#### Passage for review
- Opening Delimiter -

Monday, July 24, 2017

Court rules that religious accommodation request is not protected activity for retaliation claim

A Minnesota federal court has ruled that an employee’s request for a religious accommodation did not qualify as protected activity to support the employee’s retaliation claim. EEOC v. North Memorial Health Care (D. Minn. 7/6/17) involves a hospital that withdrew a conditional job offer to a nurse after she disclosed that she was a Seventh Day Adventist and could not work Friday nights because of her religion.

As an accommodation, the employee offered to find a substitute for Fridays on which she was scheduled, and that she would work if she could not find one. The hospital denied her request, and, ultimately, the EEOC filed suit on her behalf claiming that the hospital retaliated against her because of her religious accommodation request.

In dismissing the EEOC’s claim, the court applied strictly interpreted Title VII’s retaliation clause.
Under Title VII, an employee engages in protected activity when she either (1)”oppose[s] any practice made an unlawful employment practice by [Title VII]” or “ma[kes] a charge, testifie[s], assist[s], or participate[s] in any manner in an investigation, proceeding, or hearing under [Title VII]. 42 U.S.C. § 2000e-3(a). … 
Applying the plain language of the statute, the court concludes that requesting a religious accommodation is not a protected activity. Under the opposition clause, a plaintiff must communicate her opposition to a practice that she believes, in good faith, is unlawful. … [M]erely requesting a religious accommodation is not the same as opposing the allegedly unlawful denial of a religious accommodation. … 
Neither is [the employee]’s accommodation request protected activity under the participation clause. There is no evidence that [she] “made a charge, testified, assisted, or participated in any manner in an investigation, proceeding, or hearing” prior to her termination.

- Closing Delimiter -

#### Text-to-region grounding data
- Opening Delimiter -

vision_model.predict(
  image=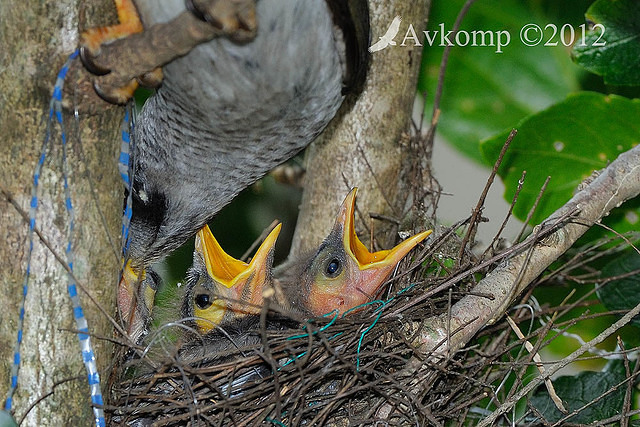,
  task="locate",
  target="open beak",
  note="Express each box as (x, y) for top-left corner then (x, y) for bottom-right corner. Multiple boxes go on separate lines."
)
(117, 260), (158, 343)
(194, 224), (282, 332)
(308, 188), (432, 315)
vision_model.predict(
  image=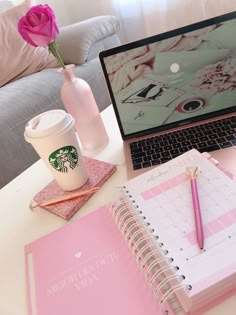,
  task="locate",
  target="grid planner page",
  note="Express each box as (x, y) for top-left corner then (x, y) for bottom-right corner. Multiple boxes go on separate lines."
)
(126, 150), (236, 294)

- Closing Delimiter -

#### What you will do
1. List the actions that the post on the religious accommodation ruling quotes from Title VII's participation clause as forms of protected activity.
2. Continue the post on the religious accommodation ruling from where it stops.

#### Answers in order
1.
- Making a charge
- Testifying
- Assisting
- Participating in any manner in an investigation, proceeding, or hearing under Title VII

2.
While I applaud this court’s strict reading of the retaliation statute, employers should not view this lone district court case as a mandate empowering them to deny accommodation requests free from risk. The law on this issue is far from settled. Instead of using this case as a justification to deny an accommodation request, employers should view it as a reason to have an open dialogue with a religious employee requesting an accommodation.

How should this case have played out?

  • Employer: “Nurses must work every other Friday night.”
  • Employee: “My religion prevents me from working Friday nights.”
  • Employer: “Then you cannot work here.”
  • Employee: “What if I find a substitute for the Fridays that I am scheduled, and I’ll work any Friday night shifts for which I can’t find one.”
  • Employer: “Let’s give that a try.”
No harm to the employer; it has its Friday nights covered. And, if the employee fails to locate coverage and fails to show at work, it becomes an attendance issue, not an accommodation issue. At that point, the employer can then discipline or terminate without fear of retaliation liability for denying the accommodation request, no matter what the law says.